-- START RECORDS SUPPLIED --

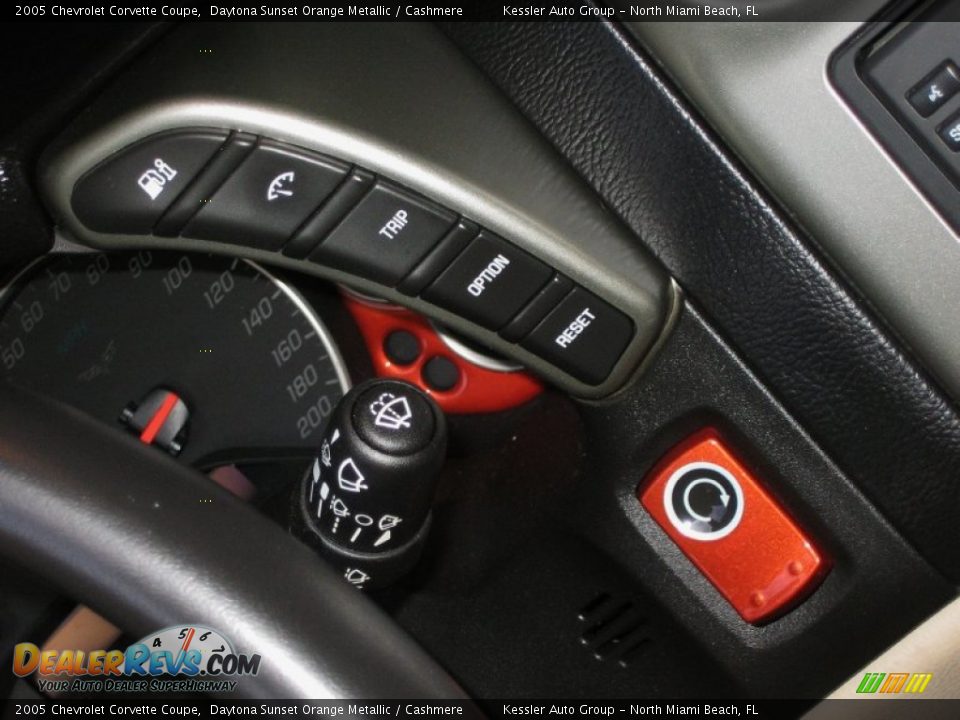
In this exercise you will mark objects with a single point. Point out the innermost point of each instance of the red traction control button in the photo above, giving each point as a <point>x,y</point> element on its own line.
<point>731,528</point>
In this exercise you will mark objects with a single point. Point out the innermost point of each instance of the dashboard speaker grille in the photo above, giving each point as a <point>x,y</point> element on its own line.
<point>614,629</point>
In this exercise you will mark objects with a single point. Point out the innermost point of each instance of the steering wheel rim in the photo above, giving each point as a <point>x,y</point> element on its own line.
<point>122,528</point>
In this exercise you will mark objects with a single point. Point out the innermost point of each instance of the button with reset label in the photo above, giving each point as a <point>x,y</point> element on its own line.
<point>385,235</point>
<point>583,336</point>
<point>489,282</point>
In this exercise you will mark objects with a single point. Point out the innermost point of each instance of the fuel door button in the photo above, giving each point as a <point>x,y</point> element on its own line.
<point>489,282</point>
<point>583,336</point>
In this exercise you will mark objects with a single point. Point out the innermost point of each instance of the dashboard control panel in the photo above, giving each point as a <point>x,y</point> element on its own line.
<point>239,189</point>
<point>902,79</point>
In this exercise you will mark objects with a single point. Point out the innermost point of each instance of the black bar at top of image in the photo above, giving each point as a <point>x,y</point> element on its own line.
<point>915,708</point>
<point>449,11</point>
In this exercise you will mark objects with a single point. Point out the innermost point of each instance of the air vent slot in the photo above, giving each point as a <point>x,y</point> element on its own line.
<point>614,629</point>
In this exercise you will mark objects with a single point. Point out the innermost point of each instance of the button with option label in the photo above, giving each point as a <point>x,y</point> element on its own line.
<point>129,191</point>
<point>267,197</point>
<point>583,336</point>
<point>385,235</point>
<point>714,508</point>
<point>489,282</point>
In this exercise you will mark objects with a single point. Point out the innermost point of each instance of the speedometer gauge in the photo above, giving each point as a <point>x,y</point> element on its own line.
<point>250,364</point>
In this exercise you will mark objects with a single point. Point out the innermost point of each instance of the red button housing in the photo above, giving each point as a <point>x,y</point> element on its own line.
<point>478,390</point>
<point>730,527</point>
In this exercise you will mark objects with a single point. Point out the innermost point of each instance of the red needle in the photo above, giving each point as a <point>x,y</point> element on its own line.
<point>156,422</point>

-- END RECORDS SUPPLIED --

INSTRUCTIONS FOR THE TASK:
Retype the records exactly. Any image in them should not appear in what you write.

WORKED ANSWER:
In this exercise you will mark objects with a single point. Point out the innermost point of each instance of the red traction control button in the photo above, giving each point as a <point>x,y</point> element on its own line.
<point>731,528</point>
In this exercise you will mark objects with a single point. Point out the innermost point of each instance of the dashboard speaker grille in the photo above, giving each point as a <point>x,y</point> element on its own line.
<point>614,629</point>
In this exercise you will mark objects with a single point. Point out the innermost point of each instance of the steering wheel rim in the photo above, giving each point as a <point>x,y</point> element on its own line.
<point>122,528</point>
In this exercise you will mark objects with a single point. Point out the innermost point of each instance of the button with reset label in the photo above, giving each point as a <point>x,y</point> element on its own line.
<point>385,235</point>
<point>583,336</point>
<point>489,282</point>
In this exercise you will mark objects with a single point. Point out the innermost point of each instance of the fuel door button in the photo above, giving each point as a <point>x,y</point> element on its own line.
<point>489,282</point>
<point>583,336</point>
In this exercise you will mark objects with a single point. Point out the innermost point of each instance of the dashboard control panel in the photo above, giving each point as a <point>x,y</point> element on its own line.
<point>239,189</point>
<point>902,79</point>
In this exercise you will mark objects with a single point. Point out the innermost point of each instance of the black bar at top of image in the photo above, giving each point as a <point>x,y</point> element on its own line.
<point>915,708</point>
<point>449,11</point>
In this exercise you will mark objects with a single point. Point out the innermost point of each instance of the air vent slot in the photo above, giving each point as a <point>x,y</point> element on its own line.
<point>614,629</point>
In this exercise you will mark objects with a single point. Point out the innermost point of each instance of the button with option label in the photo above, giving each point as a <point>x,y</point> element on its own line.
<point>129,191</point>
<point>267,197</point>
<point>583,336</point>
<point>385,235</point>
<point>714,508</point>
<point>489,282</point>
In this exercise you will mark objects with a single point. Point out the innermost point of each instance of the speedometer gauge in the photo above, giving each point as a <point>x,y</point> element on its own line.
<point>250,364</point>
In this exercise you will mark objects with a single point. Point out the innermost point of each instance of the red button housing in the photo above, giving each point as a <point>x,y</point> element on its own line.
<point>478,390</point>
<point>730,527</point>
In this exercise you will mark objects with a single point. Point out the innermost point of each instance of the red needle in the photo above, giving each point as a <point>x,y</point> element on its own line.
<point>156,422</point>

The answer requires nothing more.